向徳宏の泣訴で小琉球国建国が断念される
- 突如として沈黙を開始した清国側
1880年、10月21日、日本の先島分島案+日本の清国内での
通商の西洋列強並の待遇+宮古・八重山郡島に向徳宏(幸地朝常)を
擁立する小琉球国を建国する事で大筋合意した琉球分割条約は、
10日後の調印を待つばかりになっていました。
ところが10日経過しても清国代表は姿を見せず
条約は延期を余儀なくされました。
- 向徳宏の泣訴が清の態度を変化させた
その大きな理由は、小琉球国の国王と目された向徳宏(幸地朝常)が
李鴻章に直談判し泣いて、琉球分割条約に反対したからです。
李鴻章は総理衙門に対して、
①向徳宏は条約に反対し小琉球国の王になるつもりがない事
②イリ問題で日露が同盟を結ぶ可能性はない事
③よって交渉の妥結を延期して欲しいと打電しました。
- 琉球の納得が無ければ冊封体制は維持できない
清は現実的は、先島が欲しいのではなく、
冊封体制に入っていた琉球国を失う事を恐れていました。
そして、清はイリ問題でロシアと領土問題を抱えている事から、
日本がロシアに近づく事を恐れ、武力による紛争解決を嫌がっていたのです。

+===+

課題内容:
琉球分割条約をめぐる本文抜粋を、最後の文の続きから書き進めてください。

保存済みエントリ:
+===+

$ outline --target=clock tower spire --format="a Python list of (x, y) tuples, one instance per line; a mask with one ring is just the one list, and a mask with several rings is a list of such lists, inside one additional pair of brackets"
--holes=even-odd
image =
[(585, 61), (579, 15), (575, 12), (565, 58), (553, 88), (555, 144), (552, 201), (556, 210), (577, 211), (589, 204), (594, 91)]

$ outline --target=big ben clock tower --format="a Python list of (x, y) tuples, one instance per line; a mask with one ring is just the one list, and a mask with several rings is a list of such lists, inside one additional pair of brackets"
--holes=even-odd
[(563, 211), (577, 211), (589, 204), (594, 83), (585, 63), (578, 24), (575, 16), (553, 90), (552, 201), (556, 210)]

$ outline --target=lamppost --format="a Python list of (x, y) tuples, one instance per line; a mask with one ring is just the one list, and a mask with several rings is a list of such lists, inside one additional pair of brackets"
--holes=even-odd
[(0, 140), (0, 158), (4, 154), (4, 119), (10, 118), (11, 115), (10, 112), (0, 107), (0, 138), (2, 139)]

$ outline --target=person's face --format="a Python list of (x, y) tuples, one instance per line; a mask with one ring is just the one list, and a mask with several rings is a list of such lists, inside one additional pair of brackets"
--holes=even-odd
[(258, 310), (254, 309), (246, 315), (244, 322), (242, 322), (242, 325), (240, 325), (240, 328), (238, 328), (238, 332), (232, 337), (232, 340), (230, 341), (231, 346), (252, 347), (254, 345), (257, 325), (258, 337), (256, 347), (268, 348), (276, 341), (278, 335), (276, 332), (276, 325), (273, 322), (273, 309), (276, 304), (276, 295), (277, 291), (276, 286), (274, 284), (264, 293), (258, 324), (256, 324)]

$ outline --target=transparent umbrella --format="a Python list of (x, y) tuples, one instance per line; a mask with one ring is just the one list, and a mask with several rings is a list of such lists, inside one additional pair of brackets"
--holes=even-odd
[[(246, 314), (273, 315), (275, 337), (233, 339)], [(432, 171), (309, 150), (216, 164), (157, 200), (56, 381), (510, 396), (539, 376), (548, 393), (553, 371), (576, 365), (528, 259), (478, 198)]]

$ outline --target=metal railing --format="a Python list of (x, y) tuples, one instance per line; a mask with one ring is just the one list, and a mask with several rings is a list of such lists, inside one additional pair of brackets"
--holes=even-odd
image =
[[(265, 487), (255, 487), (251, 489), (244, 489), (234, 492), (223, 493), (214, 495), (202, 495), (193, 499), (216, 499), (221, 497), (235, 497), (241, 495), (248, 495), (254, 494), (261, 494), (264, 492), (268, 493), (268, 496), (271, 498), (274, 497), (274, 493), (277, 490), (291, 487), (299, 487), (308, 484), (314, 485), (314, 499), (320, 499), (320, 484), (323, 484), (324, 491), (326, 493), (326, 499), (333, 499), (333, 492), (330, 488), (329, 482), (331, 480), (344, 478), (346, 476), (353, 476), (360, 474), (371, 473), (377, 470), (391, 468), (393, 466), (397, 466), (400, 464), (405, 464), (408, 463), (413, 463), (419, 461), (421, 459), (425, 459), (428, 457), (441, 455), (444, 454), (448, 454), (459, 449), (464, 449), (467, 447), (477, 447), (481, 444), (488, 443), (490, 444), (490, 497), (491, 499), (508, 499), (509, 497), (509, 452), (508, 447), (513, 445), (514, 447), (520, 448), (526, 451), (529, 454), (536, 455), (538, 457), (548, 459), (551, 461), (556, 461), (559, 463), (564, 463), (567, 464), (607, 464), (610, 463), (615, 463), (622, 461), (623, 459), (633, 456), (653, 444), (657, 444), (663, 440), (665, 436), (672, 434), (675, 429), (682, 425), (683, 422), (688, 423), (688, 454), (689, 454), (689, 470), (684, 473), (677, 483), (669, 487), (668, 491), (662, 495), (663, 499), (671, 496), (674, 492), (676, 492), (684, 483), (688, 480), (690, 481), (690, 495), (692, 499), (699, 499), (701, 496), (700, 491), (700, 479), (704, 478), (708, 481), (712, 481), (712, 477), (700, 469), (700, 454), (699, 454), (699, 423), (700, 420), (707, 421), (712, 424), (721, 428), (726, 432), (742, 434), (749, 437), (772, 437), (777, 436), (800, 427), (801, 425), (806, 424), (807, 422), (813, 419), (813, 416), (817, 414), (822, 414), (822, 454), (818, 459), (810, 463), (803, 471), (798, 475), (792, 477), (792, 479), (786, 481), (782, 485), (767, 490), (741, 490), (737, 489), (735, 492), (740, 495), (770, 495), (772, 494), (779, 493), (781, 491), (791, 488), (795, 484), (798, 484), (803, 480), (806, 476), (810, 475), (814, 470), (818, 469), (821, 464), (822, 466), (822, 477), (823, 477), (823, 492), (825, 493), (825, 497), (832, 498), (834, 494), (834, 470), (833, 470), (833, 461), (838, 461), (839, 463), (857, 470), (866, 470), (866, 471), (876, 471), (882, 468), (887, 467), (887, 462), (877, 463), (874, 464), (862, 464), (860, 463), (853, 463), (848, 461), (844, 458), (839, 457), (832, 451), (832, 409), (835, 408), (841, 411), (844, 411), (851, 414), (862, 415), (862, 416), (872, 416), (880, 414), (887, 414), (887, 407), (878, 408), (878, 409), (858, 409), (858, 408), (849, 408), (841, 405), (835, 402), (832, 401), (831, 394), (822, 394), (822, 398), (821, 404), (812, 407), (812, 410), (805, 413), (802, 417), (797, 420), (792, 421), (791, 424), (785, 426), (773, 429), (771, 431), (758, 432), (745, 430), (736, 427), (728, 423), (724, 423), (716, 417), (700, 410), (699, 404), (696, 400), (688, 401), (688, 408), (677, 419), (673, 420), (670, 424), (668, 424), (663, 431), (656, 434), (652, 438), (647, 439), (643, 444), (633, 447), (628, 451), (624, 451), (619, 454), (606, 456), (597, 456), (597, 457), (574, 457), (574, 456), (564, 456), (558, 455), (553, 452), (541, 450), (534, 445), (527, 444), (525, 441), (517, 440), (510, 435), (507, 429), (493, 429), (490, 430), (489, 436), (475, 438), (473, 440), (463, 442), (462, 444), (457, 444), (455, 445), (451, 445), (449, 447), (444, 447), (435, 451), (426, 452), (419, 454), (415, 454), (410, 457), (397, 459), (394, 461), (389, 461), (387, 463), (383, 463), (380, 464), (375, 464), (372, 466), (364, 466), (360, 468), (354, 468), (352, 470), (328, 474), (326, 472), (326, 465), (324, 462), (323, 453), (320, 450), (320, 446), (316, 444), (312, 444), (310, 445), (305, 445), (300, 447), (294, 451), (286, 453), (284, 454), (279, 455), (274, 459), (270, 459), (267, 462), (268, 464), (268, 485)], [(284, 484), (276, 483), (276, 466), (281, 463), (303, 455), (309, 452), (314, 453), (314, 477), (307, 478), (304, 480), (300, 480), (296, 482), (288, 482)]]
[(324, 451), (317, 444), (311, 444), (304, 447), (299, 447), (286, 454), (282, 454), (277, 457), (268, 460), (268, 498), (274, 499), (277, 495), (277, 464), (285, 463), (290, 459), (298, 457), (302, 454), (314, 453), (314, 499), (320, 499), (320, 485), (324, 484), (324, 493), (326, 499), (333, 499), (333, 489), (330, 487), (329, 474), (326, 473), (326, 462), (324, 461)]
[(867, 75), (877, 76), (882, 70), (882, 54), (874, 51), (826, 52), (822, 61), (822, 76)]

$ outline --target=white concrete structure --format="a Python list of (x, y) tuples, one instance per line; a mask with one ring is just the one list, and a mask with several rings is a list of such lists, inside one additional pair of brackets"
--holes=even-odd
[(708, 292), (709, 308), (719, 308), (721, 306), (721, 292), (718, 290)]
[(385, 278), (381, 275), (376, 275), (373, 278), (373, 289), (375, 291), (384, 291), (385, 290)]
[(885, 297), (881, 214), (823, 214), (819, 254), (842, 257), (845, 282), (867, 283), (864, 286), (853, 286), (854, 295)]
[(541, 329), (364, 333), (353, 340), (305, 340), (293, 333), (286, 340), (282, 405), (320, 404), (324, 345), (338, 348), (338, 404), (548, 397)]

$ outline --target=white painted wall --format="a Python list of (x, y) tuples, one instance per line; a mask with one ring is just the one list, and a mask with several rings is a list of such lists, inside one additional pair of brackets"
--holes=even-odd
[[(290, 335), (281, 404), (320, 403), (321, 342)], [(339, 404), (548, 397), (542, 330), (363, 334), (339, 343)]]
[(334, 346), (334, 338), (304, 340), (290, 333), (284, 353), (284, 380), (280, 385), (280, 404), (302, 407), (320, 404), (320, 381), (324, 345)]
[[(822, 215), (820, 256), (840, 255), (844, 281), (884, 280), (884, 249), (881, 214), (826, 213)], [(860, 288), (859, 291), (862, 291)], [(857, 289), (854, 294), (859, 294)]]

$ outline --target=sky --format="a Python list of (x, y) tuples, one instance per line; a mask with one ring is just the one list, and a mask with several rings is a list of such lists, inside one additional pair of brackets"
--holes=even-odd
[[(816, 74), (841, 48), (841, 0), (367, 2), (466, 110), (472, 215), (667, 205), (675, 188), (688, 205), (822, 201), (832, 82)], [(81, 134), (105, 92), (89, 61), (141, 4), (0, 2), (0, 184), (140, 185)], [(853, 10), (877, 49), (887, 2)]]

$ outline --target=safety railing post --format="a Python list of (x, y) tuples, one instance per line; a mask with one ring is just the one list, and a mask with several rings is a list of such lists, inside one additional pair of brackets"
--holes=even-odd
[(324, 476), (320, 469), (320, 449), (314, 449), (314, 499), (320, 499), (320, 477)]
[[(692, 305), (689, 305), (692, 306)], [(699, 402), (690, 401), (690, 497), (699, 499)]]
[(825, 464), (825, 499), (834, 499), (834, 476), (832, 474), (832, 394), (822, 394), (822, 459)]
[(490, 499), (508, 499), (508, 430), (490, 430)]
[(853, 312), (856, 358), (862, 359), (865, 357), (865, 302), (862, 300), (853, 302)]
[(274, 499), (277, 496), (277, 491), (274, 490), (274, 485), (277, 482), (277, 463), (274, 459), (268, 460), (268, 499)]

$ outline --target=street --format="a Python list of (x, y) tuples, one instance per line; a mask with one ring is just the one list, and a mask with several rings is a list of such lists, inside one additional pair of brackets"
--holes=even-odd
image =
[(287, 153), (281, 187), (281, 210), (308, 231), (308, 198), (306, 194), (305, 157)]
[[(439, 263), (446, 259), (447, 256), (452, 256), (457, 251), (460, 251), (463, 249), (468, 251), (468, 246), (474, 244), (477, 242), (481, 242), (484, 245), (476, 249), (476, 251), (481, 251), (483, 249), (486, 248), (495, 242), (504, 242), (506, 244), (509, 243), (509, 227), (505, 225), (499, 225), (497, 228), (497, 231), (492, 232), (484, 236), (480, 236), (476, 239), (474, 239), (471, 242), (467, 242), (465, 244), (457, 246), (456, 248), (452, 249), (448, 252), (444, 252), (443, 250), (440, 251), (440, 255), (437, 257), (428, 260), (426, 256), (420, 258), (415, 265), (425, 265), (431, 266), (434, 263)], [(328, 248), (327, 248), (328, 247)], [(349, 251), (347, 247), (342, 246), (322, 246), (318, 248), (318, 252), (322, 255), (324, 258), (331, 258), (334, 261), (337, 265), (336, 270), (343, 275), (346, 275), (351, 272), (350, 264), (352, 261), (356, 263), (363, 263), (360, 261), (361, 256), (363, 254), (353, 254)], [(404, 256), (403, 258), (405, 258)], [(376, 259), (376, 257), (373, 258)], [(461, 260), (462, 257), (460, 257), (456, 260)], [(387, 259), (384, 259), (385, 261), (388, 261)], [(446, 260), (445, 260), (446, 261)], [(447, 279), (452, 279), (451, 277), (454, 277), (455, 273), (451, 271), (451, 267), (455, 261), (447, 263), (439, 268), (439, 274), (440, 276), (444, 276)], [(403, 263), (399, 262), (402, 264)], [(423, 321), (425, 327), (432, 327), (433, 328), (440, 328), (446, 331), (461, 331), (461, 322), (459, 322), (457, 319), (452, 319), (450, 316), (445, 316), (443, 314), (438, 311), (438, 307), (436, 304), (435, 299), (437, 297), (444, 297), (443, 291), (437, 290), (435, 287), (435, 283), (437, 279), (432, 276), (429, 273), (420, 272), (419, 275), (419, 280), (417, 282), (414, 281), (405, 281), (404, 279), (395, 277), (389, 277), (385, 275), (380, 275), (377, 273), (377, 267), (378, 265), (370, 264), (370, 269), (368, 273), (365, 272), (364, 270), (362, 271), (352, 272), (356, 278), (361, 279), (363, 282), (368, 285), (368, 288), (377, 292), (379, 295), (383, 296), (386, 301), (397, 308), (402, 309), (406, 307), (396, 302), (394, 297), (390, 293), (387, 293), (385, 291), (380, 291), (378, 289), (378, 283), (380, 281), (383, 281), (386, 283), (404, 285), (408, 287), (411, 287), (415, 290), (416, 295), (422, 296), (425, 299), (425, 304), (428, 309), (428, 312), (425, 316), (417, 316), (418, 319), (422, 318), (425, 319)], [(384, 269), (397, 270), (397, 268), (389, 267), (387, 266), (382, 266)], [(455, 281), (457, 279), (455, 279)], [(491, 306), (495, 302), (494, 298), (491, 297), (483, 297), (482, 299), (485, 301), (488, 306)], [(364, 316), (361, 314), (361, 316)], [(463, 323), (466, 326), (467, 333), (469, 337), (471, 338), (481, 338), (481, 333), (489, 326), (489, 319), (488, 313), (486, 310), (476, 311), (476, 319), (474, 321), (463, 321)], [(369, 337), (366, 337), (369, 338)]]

+===+

解答例:
しかし、冊封の前提である小琉球国の建国は、向徳宏の拒否で難しくなり
さらにイリ問題ではロシアと日本が組む可能性がなく、
日本に対して、譲歩してまで条約を結ぶメリットは薄くなったのです。
条約締結で話を進めていた総理衙門は困惑せざるを得なくなり
それで10日経過しても姿を見せなくなったのです。
李鴻章の度重なる豹変は、清国宮廷内の条約締結の可否を巡る論争に発展、
琉球分割条約は再び、宙に浮く事になります。
- 琉球弧を一体と考えていたのは頑固党の方だった
小琉球国を宮古・八重山に建国するという話は、東京にいる
尚泰侯爵や、近臣の耳にも入り騒動になりました。
尚泰は、この分割条約にも小琉球国構想にも反対でしたが、
重臣の中にはベターな策として、受け入れようと考えた人間もいました。
しかし、それは少数に留まり、なにより北京滞在の亡命琉球人は、
この限定的ながら琉球国が復興するかもしれないという案を
琉球を亡国に追いやる行為で認められないと拒否しています。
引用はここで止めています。